» **ZIEL**:
Wandle sämtliche folgenden Einträge in eine nummerierte Liste um und lass dabei Leerzeilen weg. Nimm die Bilder nicht in die Antwort auf.

» **BEREITGESTELLTES MATERIAL**:
'''

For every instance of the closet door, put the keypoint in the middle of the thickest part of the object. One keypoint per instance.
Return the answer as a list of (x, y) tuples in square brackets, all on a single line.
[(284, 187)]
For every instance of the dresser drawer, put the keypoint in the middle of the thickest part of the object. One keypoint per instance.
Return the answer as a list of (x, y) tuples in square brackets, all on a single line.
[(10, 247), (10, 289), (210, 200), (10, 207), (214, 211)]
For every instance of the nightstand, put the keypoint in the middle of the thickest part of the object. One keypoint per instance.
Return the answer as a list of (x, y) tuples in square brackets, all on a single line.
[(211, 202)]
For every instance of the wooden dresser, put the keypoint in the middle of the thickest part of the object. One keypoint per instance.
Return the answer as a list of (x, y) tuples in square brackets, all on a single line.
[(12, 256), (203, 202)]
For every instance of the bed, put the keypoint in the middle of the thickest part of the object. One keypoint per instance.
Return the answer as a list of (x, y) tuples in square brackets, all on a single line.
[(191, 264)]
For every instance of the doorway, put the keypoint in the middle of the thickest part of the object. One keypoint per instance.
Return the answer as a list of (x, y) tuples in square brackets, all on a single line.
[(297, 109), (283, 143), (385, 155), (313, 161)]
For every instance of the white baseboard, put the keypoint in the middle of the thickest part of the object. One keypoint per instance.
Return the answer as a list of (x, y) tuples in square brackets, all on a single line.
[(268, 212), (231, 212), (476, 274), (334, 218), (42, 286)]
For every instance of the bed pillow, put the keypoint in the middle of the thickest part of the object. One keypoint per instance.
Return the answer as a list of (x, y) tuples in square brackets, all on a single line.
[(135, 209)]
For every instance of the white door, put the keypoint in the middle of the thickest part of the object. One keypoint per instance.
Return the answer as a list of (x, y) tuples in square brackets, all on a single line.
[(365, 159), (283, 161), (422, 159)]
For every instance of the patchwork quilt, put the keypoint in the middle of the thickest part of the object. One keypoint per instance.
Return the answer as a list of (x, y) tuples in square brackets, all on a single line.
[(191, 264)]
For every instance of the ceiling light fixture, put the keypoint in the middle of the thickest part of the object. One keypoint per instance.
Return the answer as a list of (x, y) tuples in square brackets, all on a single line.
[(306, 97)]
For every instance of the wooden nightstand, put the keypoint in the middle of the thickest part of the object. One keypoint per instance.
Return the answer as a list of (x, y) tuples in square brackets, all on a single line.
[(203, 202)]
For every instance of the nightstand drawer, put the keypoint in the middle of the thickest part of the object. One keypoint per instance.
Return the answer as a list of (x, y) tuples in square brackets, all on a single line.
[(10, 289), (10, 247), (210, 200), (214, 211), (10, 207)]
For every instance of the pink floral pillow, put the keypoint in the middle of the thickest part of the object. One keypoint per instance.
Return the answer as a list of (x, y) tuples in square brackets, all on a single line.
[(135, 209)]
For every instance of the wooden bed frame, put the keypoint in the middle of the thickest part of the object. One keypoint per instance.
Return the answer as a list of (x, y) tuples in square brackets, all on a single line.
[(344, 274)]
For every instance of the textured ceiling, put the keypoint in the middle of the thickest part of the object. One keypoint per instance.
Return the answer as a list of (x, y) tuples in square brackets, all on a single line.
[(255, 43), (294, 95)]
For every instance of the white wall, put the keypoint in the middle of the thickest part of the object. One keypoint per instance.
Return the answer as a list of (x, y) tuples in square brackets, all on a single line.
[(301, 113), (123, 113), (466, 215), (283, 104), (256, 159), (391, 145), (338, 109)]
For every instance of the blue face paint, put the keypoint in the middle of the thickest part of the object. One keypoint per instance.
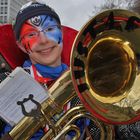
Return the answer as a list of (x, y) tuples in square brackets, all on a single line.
[(49, 26)]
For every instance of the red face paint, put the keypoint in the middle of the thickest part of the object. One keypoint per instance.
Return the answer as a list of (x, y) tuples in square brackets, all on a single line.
[(28, 36)]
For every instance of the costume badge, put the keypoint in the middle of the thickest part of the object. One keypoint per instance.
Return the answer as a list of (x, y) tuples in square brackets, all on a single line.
[(36, 20)]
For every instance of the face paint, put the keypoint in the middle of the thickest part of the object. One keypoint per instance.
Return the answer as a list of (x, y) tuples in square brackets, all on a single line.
[(30, 33)]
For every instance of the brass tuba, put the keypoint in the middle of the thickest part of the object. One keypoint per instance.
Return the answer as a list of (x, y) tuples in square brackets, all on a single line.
[(104, 74)]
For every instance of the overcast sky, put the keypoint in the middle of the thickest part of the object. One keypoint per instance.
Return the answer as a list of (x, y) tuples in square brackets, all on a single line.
[(74, 13)]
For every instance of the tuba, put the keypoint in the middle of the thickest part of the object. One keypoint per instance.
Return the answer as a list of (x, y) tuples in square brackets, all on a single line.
[(104, 74)]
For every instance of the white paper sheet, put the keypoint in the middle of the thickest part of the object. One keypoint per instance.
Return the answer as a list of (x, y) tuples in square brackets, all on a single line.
[(17, 86)]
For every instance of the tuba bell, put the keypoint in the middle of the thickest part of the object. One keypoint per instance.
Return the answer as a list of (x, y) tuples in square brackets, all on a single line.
[(104, 74)]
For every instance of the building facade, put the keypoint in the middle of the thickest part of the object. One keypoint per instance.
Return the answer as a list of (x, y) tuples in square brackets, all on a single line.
[(9, 9)]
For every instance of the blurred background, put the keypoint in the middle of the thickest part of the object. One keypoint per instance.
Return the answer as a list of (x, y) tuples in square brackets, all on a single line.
[(73, 13)]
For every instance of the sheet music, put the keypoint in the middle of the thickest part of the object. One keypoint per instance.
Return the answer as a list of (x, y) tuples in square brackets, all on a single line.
[(17, 86)]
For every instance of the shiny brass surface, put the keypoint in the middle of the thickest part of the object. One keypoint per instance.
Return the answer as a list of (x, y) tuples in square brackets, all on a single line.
[(105, 66), (54, 105)]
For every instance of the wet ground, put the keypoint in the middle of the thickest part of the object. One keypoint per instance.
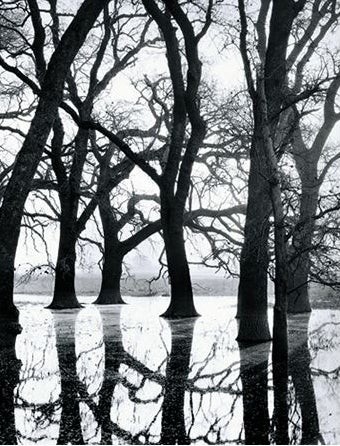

'''

» **ERGEBNIS DER ÜBUNG**:
1. For every instance of the closet door, put the keypoint in the middle of the thickest part of the object. One keypoint per instance.
2. Return the answer as a list of (x, y) tuples in square brackets, all on a single line.
3. [(284, 187)]
4. For every instance of the dresser drawer, put the keypoint in the middle of the thickest part of the object. One keypoint per instance.
5. Return the answer as a list of (x, y) tuples in square brackets, all on a single line.
6. [(10, 247), (10, 289), (210, 200), (10, 207), (214, 211)]
7. For every instance of the nightstand, put the keypoint in the middle of the thickest part of the object. One keypoint per instance.
8. Return the answer as a list of (x, y) tuples in square brackets, all on a single line.
9. [(211, 202)]
10. For every instance of the wooden dresser, put the keypoint in the middle of the thickest part of the object. One keypoint per instance.
11. Return the answer as a list of (x, y) tuples in square brackets, all on a single line.
12. [(12, 256), (203, 202)]
13. For every instance of the bed, put the keypoint in the middle of the thickest part of the object. One keypoint per instance.
14. Return the answer as a list of (x, y) tuples in square brackets, all on a single line.
15. [(191, 264)]
16. For every instance of the doorway, put the keypoint in the middle of the thickest part of the object. One keypoint per instance.
17. Return the answer as a list of (x, y) tuples in square brackets, all on a single line.
18. [(297, 109), (283, 143), (385, 155), (313, 161)]
19. For every instance of the white baseboard, put the keypoint in the middle of the thickest part of the object. One keypoint per instance.
20. Return the answer as a list of (x, y) tuples in square brackets, all on a single line.
21. [(268, 212), (231, 212), (476, 274), (334, 218), (42, 286)]
22. For every instance of the bed pillow, put the keypoint in the middle of the thickest part of the object. One keypoint per instance.
23. Return the answer as a list of (x, y) tuples in square brackets, all on a single line.
24. [(135, 209)]
25. For every instance of the white door, put the keypoint in the middle of the thickest part of the object. One keypoint per instance.
26. Return the answer as a list of (x, y) tuples in square brackets, all on a single line.
27. [(365, 159), (283, 161), (422, 159)]
28. For every instance of the patchwork quilt, put the keypoint in the middle of the thickest part of the object. One keypoint per instance.
29. Return the answer as a list of (x, y) tuples in square brackets, all on a single line.
30. [(191, 264)]
31. For every instance of the ceiling light fixture, put the keypoint in the middle of the thickest part of the object. One keypoint per instance.
32. Return the answer as a list of (x, y) tuples in square brackets, all on a single line.
33. [(306, 97)]
34. For every instance of the wooden nightstand, put the keypoint in the middle of the thickest part of the object. One keypoint per instance.
35. Return the answer as a list of (x, y) tuples in square brackets, all on a single line.
36. [(203, 202)]
37. For every instance of the nightstand drawer, put the keypoint in the middle of the thickest part of the object. One keypoint per instance.
38. Return the answer as a list of (x, y) tuples in square brackets, all on a single line.
39. [(10, 289), (10, 247), (210, 200), (214, 211), (10, 207)]
40. For every instance of the pink floral pillow, put the keypoint in the middle of the thickest part of the object. One keypoint per instance.
41. Return the answer as a list of (x, y) tuples in square brackets, all on a single line.
42. [(135, 209)]
43. For every instance of the wooden bed frame, put the keypoint in the middle of the thickest part of the object. One keypoint per instance.
44. Return the answer as a list of (x, y) tuples in square brackets, all on a single line.
45. [(344, 274)]
46. For every instance of the textured ceiling, put the keypoint in the middle of the thickest part of the object. One keypoint per instance.
47. Return the answer as a list of (x, y) tuples in square brackets, all on a single line.
48. [(255, 43), (294, 95)]
49. For every instance of the white wall, put the keypoint in the middle of the thickest part of the object. One keypoint per instance.
50. Return the answer as a list of (x, y) tuples in square brackets, all on a single line.
51. [(301, 113), (123, 113), (466, 215), (283, 104), (256, 159), (391, 145), (338, 109)]
52. For every instance of the blue face paint, put the keypoint in the middle of the thickest part of the object. One keypoint per instance.
53. Return the answer as a list of (x, y) tuples in square brackets, all on a single line.
54. [(49, 26)]
55. For every instance of the red face paint, put the keypoint in the middle of the thickest part of the object. One keypoint per instance.
56. Return the answer as a list of (x, y) tuples in square brackets, all on a single line.
57. [(28, 36)]
58. For every instance of the costume badge, put the keypoint in the middle of the thickest part of the object. One keypoint per instance.
59. Return the answer as a list of (x, y) tuples in square brackets, all on a single line.
60. [(36, 20)]
61. For every instance of the face paint, put the keypoint in the middle of the thickest part of the object. One keypoint per instance.
62. Return the answer as a list of (x, y) tuples in square brackets, all on a single line.
63. [(30, 33)]
64. For every instance of the brass tuba, put the keypoint in the middle of the thickest part of the object. One keypoint per instance.
65. Return the answer as a list of (x, y) tuples in square brackets, all on a single line.
66. [(104, 74)]
67. For every instance of the overcast sky, put the keypoint in the middle of the thickest part of the object. One keypoint per instance.
68. Return the answer as a list of (x, y) tuples in square brackets, all on a single line.
69. [(74, 13)]
70. For every instance of the tuba, put the keypoint in the middle of the thickest part of the object. One keypoint per instance.
71. Return the answer as a list of (x, y) tuples in square brackets, all on a single line.
72. [(104, 74)]
73. For every instance of the white paper sheet, put the keypoint in the middle of the thickest part of the object. One keypoint per instance.
74. Return the answer as a list of (x, y) tuples in square brackets, all on a single line.
75. [(17, 86)]
76. For every instance of the tuba bell, put the keypoint in the middle of the thickest part of the object. One keypoint per instance.
77. Return the answer as a list of (x, y) tuples in square brackets, all on a single line.
78. [(104, 74)]
79. For every instance of the building facade, put the keypoint in the middle of the thickest part of the object. One keypoint per instance.
80. Return the answer as a list of (x, y) tuples in square brackets, all on a single line.
81. [(9, 9)]
82. For every instance of the blurred background, put the keypoint in the middle of the thickest part of the object. One keypoint per instance.
83. Return the answer as a list of (x, y) tuples in square brackets, all on a single line.
84. [(73, 13)]
85. For every instance of the sheet music, put the keypoint in the middle of the thickest part of the object. One keypoint per instance.
86. Return the answer as a list of (x, y) tuples in square brackets, all on a single line.
87. [(17, 86)]
88. For every instance of the shiny brass surface, put the keypoint in the middle of the thickest part of the object. One keypoint per instance.
89. Return the answer as a list of (x, y) tuples in square brackets, all on a single line.
90. [(105, 66), (54, 105)]
91. For every instance of the wet ground, put the keypoint in the middle of the thickest part of the object. One keypoint per instance.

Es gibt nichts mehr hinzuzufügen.